Job: Rewrite all the items below, replacing "dropping a marker" with "placing a pin" wherever it occurs and changing nothing else.

Labeled point records:

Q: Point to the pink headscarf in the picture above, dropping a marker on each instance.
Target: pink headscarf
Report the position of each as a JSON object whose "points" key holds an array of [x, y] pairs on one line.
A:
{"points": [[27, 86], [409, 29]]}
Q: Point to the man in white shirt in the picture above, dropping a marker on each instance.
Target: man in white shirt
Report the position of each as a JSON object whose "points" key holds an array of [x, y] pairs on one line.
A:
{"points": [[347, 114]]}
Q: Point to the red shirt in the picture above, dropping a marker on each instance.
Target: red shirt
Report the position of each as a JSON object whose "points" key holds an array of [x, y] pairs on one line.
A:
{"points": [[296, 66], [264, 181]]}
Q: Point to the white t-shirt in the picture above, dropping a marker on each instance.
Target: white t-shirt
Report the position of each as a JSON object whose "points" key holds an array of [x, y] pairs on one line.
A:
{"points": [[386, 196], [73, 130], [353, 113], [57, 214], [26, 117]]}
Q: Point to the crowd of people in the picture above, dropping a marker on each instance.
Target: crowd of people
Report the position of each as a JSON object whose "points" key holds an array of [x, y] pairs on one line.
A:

Answer to the problem:
Q: Point to the pink headscarf in the picture above, placing a pin on each instance.
Target: pink headscarf
Report the position of each as a JSON object whose "points" key holds an array of [x, y] pairs on one line.
A:
{"points": [[27, 86], [409, 29]]}
Q: Point to the man in white shirt in the picture above, placing a pin on each instance.
Target: man in white shirt
Report the position of each as a JSON object whose "points" key holds an array of [x, y] pairs on one line.
A:
{"points": [[347, 114]]}
Q: Point to the red shirt in the picture above, placing a pin on each instance.
Target: red shirt
Report the position of each as a JSON object whose "points" key holds an array of [x, y] pairs on one line.
A:
{"points": [[296, 66], [264, 181]]}
Q: Point to the white t-shirt in the picture above, placing a pin on each instance.
Target: white t-shirt
Report the position of each as a JSON object whose "points" key holds an array of [x, y] pairs on one line.
A:
{"points": [[386, 196], [73, 130], [353, 113], [57, 214], [26, 117]]}
Q: Point to the crowd of people in the picture above, placing a pin on each instance.
Target: crowd of people
Report the position of each as a JSON object whose "points" key holds an array of [x, y] pairs on one line.
A:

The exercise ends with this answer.